Copy out all the rows below, requests included, and shift every point coordinate in the answers by adding 147 to each x and y value. Leave the pictures out.

-- Dataset excerpts start --

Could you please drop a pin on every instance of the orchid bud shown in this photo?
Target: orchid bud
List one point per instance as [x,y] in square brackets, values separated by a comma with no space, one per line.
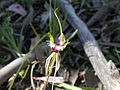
[62,39]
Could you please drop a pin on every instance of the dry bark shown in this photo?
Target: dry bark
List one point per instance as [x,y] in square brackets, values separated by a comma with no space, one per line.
[12,67]
[105,72]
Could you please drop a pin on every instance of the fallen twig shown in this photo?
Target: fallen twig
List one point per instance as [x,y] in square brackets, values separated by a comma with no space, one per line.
[11,68]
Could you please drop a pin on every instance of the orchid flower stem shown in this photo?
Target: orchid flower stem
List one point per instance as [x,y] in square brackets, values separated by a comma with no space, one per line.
[58,20]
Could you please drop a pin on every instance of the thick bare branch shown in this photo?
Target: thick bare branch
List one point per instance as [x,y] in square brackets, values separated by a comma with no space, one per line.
[91,48]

-- Dataset excerpts end --

# Response to the exercise
Could you please drop a pin on every instance of the orchid bud shown in this photo?
Target: orchid bud
List one point per instance as [x,y] in square brackets, values separated by a comma with no space, one per line.
[209,186]
Could you please drop a pin on every instance of the dry bark shown in this photo?
Target: dry bark
List one point per instance as [x,y] in square brackets, values separated by a comma with no space, one per line.
[159,214]
[252,219]
Could you please drop a pin on every instance of the fallen twig shown in this photo?
Target: fallen twig
List one point per instance as [x,y] in square brackets, values separated by a comma with no space, one per line.
[158,215]
Could you please drop a pin on every instance of the orchid flower stem shown in this photo?
Target: orchid flower stem
List one point per instance as [x,y] in square brackets, values separated by a comma with no space, one per line.
[205,167]
Could you please drop a pin on every instance of the thick bare branch shown in this photo?
Target: thick bare branch
List one point per instance as [x,y] in square brackets, values separated by a comma with no space, one per line.
[238,195]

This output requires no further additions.